Text passage:
= Original 33 =

First group of African-American legislators in Georgia, United States

The "Original 33" were the first 33 African-American members of the Georgia General Assembly. They were elected to office in 1868, during the Reconstruction era. They were among the first African-American state legislators in the United States. Twenty-four of the members were ministers. Upon taking office, white Democrats, then a minority in the Assembly, conspired with enough white Republicans to expel the African-American legislators from the Assembly in September 1868. The next year, the Supreme Court of Georgia ruled that African Americans had the right to hold office in Georgia. The expelled legislators were reinstated and took office in January 1870.

The 33 are commemorated in the sculpture Expelled Because of Color on the grounds of the Georgia State Capitol.

==History==

Elections in Georgia in 1868 were plagued by widespread Ku Klux Klan violence aimed at murdering or intimidating newly freed African Americans. Freedmen's Bureau officials in Georgia counted 336 cases of murder or assault with intent to kill against freedmen between January 1 and November 15. Still, 33 African Americans — 30 in the lower house, 3 in the state senate — were elected in heavily Black areas, making up about one-sixth of the 197-member legislature.

After losing votes for their preferred candidates for the U.S. Senate, the white majority conspired to remove the black and mixed-ethnicity members from the Assembly on the grounds they were ineligible to hold office under the Georgia Constitution. Most of the black delegates to the state's post-war constitutional convention voted against including into the constitution the right of black legislators to hold office, a vote which Rep. Henry McNeal Turner came to regret.

The members were expelled by September 1868. The ex-legislators petitioned the federal government and state courts to intervene. In White v. Clements (June 1869), the Supreme Court of Georgia ruled 2-1 that black people did, in fact, have a right to hold office in Georgia. In January 1870, commanding general of the District of Georgia Alfred H. Terry began "Terry's Purge", removing ex-Confederates in the General Assembly who had been elected through election violence or intimidation. He replaced them with Republican runners-up and reinstated the black legislators, resulting in a Republican majority in both houses. From that point, the General Assembly accomplished the ratification of the Fifteenth Amendment, chose new senators to go to Washington, and adopted public education.

Raw data:
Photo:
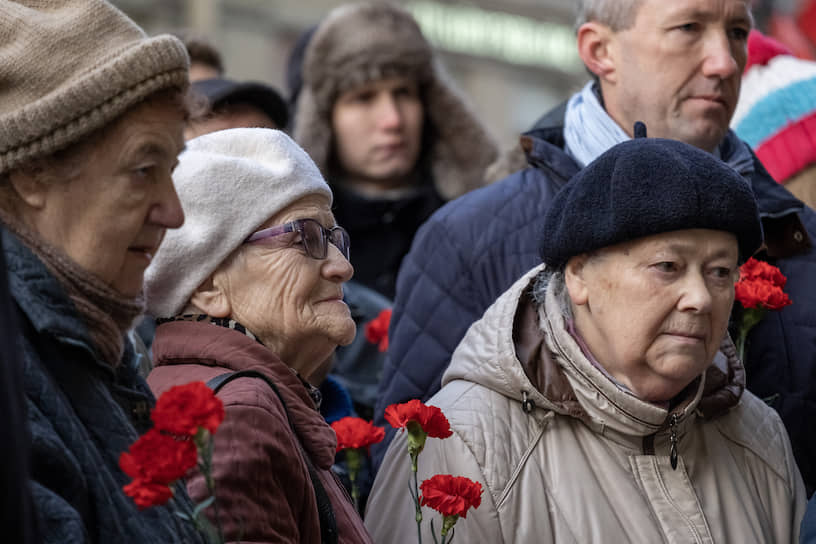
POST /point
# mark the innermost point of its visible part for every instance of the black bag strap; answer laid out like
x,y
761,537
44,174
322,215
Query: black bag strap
x,y
328,523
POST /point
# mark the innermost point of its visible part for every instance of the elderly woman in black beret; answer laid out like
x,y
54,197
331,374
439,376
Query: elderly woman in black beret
x,y
600,399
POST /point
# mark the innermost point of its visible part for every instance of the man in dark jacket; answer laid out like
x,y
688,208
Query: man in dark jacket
x,y
91,126
390,135
675,66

Work to complete:
1. Please list the things the Original 33 passage says the General Assembly accomplished after the black legislators were reinstated.
2. Rewrite the part of the Original 33 passage that opens with the words containing "The 33 are commemorated" and closes with "the 197-member legislature.", putting "statue" in place of "sculpture".
These records come from a separate source.

Task-by-task results:
1.
- Ratification of the Fifteenth Amendment
- Choosing new senators to go to Washington
- Adopting public education

2.
The 33 are commemorated in the statue Expelled Because of Color on the grounds of the Georgia State Capitol.

==History==

Elections in Georgia in 1868 were plagued by widespread Ku Klux Klan violence aimed at murdering or intimidating newly freed African Americans. Freedmen's Bureau officials in Georgia counted 336 cases of murder or assault with intent to kill against freedmen between January 1 and November 15. Still, 33 African Americans — 30 in the lower house, 3 in the state senate — were elected in heavily Black areas, making up about one-sixth of the 197-member legislature.